> _Passage choisi_:
+---+

Le 26 décembre 2004, le séisme de Sumatra de magnitude 9.0 provoque un tsunami qui a tué 233 689 personnes en Indonésie. La province d’Aceh, au niveau de la zone de subduction, est souvent touchée par des séismes et tsunamis ; c’est la région la plus touchée par ce tsunami (Figure 1).
Les victimes ne sont pas réparties de façon homogène dans la cette province. Dans trois lieux, les réactions d’habitants face au danger ont été analysées. Ces lieux sont Kajhu (au Nord) et Johan Pahlawan (au centre), pour lesquels on compte un total d’environ 170 000 morts ; et Air Pinang sur l’île de Simeulue, pour laquelle on ne compte que 44 victimes. L’île de Simeulue est habitée par des personnes vivant sur les lieux depuis plusieurs générations. En revanche, les deux autres régions sont majoritairement peuplées par des personnes qui se sont installées récemment, il y a moins de 10 ans. Dans le premier cas la communication intergénérationnelle est donc naturelle car traditionnelle, alors que dans les deux autres, les individus n’ont pas accès au savoir ancestral.

+---+

> _Données à utiliser_:
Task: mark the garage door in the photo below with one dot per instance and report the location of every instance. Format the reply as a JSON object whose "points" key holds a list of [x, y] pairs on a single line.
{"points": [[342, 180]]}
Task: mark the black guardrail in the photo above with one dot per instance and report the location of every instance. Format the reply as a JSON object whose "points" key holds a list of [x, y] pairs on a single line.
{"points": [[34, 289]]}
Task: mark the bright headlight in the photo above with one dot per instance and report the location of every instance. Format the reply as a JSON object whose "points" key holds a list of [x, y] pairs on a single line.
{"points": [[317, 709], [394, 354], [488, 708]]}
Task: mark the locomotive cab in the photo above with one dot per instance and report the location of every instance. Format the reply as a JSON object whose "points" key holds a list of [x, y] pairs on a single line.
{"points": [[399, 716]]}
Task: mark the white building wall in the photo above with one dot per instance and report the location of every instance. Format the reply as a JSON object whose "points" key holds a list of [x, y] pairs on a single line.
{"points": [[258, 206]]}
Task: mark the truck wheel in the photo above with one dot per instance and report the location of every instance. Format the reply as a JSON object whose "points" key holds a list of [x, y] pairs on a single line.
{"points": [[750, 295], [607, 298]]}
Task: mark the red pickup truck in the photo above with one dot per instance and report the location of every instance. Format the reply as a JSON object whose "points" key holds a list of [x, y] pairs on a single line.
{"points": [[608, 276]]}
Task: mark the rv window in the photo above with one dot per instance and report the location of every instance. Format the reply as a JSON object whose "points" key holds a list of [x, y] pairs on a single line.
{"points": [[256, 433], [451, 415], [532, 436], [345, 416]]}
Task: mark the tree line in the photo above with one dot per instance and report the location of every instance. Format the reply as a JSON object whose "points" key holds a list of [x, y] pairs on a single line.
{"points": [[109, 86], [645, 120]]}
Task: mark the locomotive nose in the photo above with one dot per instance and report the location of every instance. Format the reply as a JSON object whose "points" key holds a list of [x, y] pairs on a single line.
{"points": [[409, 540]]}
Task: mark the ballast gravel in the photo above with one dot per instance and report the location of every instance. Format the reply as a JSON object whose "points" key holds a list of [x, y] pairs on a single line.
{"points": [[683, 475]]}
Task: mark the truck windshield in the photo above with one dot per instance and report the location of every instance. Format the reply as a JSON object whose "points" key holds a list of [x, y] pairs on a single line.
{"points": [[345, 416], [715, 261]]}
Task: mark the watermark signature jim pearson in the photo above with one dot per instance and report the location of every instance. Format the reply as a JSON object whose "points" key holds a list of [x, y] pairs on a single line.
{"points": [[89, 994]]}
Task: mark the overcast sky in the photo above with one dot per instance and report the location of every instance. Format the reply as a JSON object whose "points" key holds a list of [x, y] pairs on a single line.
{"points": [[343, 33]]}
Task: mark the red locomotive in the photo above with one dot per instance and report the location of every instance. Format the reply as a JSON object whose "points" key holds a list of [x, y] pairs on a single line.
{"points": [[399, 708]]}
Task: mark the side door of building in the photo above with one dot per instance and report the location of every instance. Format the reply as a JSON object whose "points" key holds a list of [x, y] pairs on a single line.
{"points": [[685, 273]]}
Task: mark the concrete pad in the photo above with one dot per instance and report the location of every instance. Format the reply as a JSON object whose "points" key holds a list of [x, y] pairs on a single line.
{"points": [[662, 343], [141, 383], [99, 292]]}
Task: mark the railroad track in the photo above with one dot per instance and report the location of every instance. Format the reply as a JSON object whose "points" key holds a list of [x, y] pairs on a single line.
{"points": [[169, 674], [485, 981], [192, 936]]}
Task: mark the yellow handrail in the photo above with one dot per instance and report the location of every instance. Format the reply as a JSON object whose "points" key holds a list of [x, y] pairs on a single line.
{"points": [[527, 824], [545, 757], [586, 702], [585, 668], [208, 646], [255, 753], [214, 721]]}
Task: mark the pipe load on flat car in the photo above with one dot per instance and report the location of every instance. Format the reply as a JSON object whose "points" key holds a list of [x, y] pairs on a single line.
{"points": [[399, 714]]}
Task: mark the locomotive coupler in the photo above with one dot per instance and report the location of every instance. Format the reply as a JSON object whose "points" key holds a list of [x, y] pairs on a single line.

+---+

> _Consigne 1_:
Dans le passage sur le tsunami, réécrivez l'extrait qui commence aux mots « Les victimes ne » et s'arrête après « au savoir ancestral. », en substituant « résidents » à « habitants ».
> _Consigne 2_:
Relevez chaque ligne des données où figure la chaîne « building », en tenant compte de la casse.
Les lignes fournies n'ont aucun lien avec le passage sur le tsunami.

> _Réponse rédigée 1_:
Les victimes ne sont pas réparties de façon homogène dans la cette province. Dans trois lieux, les réactions d’résidents face au danger ont été analysées. Ces lieux sont Kajhu (au Nord) et Johan Pahlawan (au centre), pour lesquels on compte un total d’environ 170 000 morts ; et Air Pinang sur l’île de Simeulue, pour laquelle on ne compte que 44 victimes. L’île de Simeulue est habitée par des personnes vivant sur les lieux depuis plusieurs générations. En revanche, les deux autres régions sont majoritairement peuplées par des personnes qui se sont installées récemment, il y a moins de 10 ans. Dans le premier cas la communication intergénérationnelle est donc naturelle car traditionnelle, alors que dans les deux autres, les individus n’ont pas accès au savoir ancestral.

> _Réponse rédigée 2_:
Task: mark the white building wall in the photo above with one dot per instance and report the location of every instance. Format the reply as a JSON object whose "points" key holds a list of [x, y] pairs on a single line.
Task: mark the side door of building in the photo above with one dot per instance and report the location of every instance. Format the reply as a JSON object whose "points" key holds a list of [x, y] pairs on a single line.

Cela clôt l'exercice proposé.